┌─ Input rows

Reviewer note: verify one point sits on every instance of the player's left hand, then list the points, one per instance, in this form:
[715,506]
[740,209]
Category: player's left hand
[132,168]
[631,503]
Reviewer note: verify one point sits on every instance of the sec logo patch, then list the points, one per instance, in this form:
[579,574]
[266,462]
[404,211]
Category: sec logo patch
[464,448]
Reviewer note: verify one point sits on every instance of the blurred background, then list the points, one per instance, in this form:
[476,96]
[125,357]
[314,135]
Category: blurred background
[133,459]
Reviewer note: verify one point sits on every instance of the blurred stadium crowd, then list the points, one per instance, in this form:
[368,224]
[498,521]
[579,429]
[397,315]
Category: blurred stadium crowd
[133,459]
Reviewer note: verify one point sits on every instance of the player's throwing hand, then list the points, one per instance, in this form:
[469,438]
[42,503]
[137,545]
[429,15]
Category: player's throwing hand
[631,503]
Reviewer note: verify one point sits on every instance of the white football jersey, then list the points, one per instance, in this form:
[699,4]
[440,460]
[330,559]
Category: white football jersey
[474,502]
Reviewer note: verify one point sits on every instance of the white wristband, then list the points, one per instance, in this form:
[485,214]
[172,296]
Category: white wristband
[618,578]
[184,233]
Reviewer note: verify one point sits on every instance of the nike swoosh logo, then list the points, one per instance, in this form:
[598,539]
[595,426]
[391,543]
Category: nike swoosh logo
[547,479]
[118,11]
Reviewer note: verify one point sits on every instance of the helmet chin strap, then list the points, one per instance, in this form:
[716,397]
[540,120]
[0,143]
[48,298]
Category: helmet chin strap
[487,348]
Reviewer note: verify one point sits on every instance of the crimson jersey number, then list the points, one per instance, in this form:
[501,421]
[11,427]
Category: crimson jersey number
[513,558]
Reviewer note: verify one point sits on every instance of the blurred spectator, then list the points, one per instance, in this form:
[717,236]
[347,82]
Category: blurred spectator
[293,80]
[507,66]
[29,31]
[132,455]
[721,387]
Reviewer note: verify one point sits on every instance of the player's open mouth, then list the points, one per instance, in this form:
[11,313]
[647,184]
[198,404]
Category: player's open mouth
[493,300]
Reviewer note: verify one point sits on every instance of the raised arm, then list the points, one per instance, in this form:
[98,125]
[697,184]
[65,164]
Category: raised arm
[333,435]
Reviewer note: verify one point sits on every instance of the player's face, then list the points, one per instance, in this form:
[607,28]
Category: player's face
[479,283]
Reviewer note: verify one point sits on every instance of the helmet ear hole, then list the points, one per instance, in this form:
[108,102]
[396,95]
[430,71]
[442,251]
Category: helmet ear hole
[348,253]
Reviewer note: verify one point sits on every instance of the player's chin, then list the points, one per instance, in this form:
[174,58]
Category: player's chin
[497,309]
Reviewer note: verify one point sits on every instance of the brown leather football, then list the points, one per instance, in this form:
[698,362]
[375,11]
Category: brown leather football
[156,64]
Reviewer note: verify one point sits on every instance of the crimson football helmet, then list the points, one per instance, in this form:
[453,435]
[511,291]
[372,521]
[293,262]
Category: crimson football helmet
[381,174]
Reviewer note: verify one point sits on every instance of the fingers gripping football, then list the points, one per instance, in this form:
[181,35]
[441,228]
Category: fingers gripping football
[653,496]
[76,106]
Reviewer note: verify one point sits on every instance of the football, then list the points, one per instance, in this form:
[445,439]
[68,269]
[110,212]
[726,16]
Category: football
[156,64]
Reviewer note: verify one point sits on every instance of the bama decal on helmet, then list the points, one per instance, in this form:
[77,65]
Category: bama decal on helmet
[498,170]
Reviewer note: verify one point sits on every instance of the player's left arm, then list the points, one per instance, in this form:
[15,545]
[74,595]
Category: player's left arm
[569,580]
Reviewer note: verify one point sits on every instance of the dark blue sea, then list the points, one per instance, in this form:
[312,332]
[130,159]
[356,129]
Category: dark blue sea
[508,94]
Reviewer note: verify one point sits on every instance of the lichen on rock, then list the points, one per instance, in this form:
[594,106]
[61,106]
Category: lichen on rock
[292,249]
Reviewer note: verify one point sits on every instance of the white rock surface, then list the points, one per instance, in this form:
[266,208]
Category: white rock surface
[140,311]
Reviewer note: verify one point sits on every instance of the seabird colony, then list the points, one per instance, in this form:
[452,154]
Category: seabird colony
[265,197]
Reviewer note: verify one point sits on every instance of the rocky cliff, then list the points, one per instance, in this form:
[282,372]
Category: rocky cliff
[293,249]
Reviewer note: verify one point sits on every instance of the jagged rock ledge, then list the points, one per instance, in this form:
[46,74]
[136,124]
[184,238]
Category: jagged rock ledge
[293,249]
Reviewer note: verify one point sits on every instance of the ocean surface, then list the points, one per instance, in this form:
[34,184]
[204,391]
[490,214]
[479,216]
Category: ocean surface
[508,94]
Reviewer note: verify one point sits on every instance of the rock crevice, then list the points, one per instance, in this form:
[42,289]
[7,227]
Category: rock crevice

└─

• [What needs to be done]: All records above must be set down exactly, please.

• [Solution]:
Reviewer note: verify one point sits on every instance of the player's left hand, then list the points, one per instance, in this form:
[715,506]
[740,209]
Category: player's left hand
[132,168]
[631,503]
Reviewer note: verify one point sits on every instance of the sec logo patch, then list the points, one per instance, in this form:
[579,574]
[266,462]
[404,211]
Category: sec logo patch
[464,448]
Reviewer note: verify one point sits on every instance of the blurred background, then list the points, one per instance, in this form:
[476,96]
[125,357]
[314,135]
Category: blurred background
[133,459]
Reviewer note: verify one point sits on every instance of the blurred stadium crowd, then list the points, one per instance, in this form:
[368,224]
[498,521]
[579,429]
[397,315]
Category: blurred stadium crowd
[133,459]
Reviewer note: verify one point sits on every instance of the player's throwing hand, then list the points, one per instance, in this form:
[469,438]
[42,503]
[137,545]
[429,15]
Category: player's throwing hand
[631,503]
Reviewer note: verify one point sits on every instance of the white football jersey, then list the points, one per instance, in this form:
[699,4]
[440,460]
[330,559]
Category: white football jersey
[474,502]
Reviewer note: verify one point sits on every instance of the white wristband, then list the points, one per instance, in this form:
[485,214]
[172,296]
Category: white wristband
[618,578]
[184,233]
Reviewer note: verify one point sits on every instance of the nike swoosh logo, then list the points, one per instance, in this form:
[598,539]
[595,426]
[391,543]
Category: nike swoosh logo
[547,479]
[118,11]
Reviewer note: verify one point sits on every instance of the helmet chin strap, then list the points, one per instance, in this form:
[716,397]
[540,120]
[0,143]
[48,298]
Category: helmet chin strap
[487,348]
Reviewer note: verify one point sits on every instance of the crimson jersey number, then list the points, one per instance, in this form:
[501,421]
[11,427]
Category: crimson jersey number
[513,558]
Reviewer note: verify one point sits on every instance of the blurred spectator, then list the points, one per instance, in this form:
[717,236]
[347,82]
Category: blurred spectator
[293,80]
[507,66]
[29,31]
[132,455]
[721,387]
Reviewer note: verify one point sits on every instance of the player's open mouth, then list the points, one per instance, in this form:
[11,313]
[647,184]
[198,404]
Category: player's open mouth
[493,300]
Reviewer note: verify one point sits on every instance of the raised arm, then list the points, one per instance, in this form:
[98,125]
[697,184]
[65,164]
Category: raised arm
[333,435]
Reviewer note: verify one point sits on every instance of the player's face, then list the points, one per instance, in this form:
[607,28]
Category: player's face
[479,283]
Reviewer note: verify one point sits on every instance of the helmet ear hole, then list the points, one per instance, in this form:
[108,102]
[396,95]
[430,71]
[442,251]
Category: helmet ear hole
[348,253]
Reviewer note: verify one point sits on every instance of the player's chin, then list the points, one per instance, in this form:
[174,58]
Category: player's chin
[497,309]
Reviewer note: verify one point sits on every instance of the brown leather football, then list the points, one per instance, in this form:
[698,362]
[375,11]
Category: brown leather football
[156,64]
Reviewer note: verify one point sits on every instance of the crimson football helmet, then list the points, one per instance, in this form:
[453,435]
[511,291]
[372,521]
[293,262]
Category: crimson football helmet
[381,174]
Reviewer note: verify one point sits on every instance of the fingers gripping football, then list the points, one per instance, in this form:
[181,35]
[441,228]
Category: fingers gripping football
[653,496]
[76,106]
Reviewer note: verify one point sits on every instance of the football, then list the points, one per instance, in this form:
[445,439]
[68,269]
[110,212]
[726,16]
Category: football
[156,64]
Reviewer note: verify one point sits on every instance of the bama decal on helmet, then list the points, one per instance, in this form:
[77,65]
Category: bama decal on helmet
[498,170]
Reviewer note: verify one point sits on every instance of the player's left arm, then list the points, one per instance, in this form:
[15,545]
[74,595]
Category: player's left arm
[569,580]
Reviewer note: verify one point sits on every instance of the dark blue sea, then list the points, one per instance, in this form:
[312,332]
[130,159]
[356,129]
Category: dark blue sea
[508,94]
Reviewer note: verify one point sits on every instance of the lichen on rock, then list the points, one per instance, in this form:
[594,106]
[61,106]
Category: lichen on rock
[292,249]
Reviewer note: verify one point sits on every instance of the white rock surface, then list the points, one per instance, in this form:
[266,208]
Category: white rock surface
[140,311]
Reviewer note: verify one point sits on every instance of the seabird colony, then list the points, one per instance, in this form:
[452,154]
Category: seabird colony
[265,197]
Reviewer note: verify one point sits on every instance of the rocky cliff, then list the points, one per instance, in this form:
[282,372]
Category: rocky cliff
[293,249]
Reviewer note: verify one point sits on every instance of the jagged rock ledge, then list the points, one per instance, in this form:
[46,74]
[136,124]
[184,238]
Category: jagged rock ledge
[293,249]
Reviewer note: verify one point sits on every instance of the ocean surface, then list the points, one per instance, in this form:
[34,184]
[204,391]
[490,214]
[479,216]
Category: ocean surface
[508,94]
Reviewer note: verify one point sits on every instance of the rock crevice, then list the points, one per instance, in this form:
[42,289]
[7,227]
Category: rock crevice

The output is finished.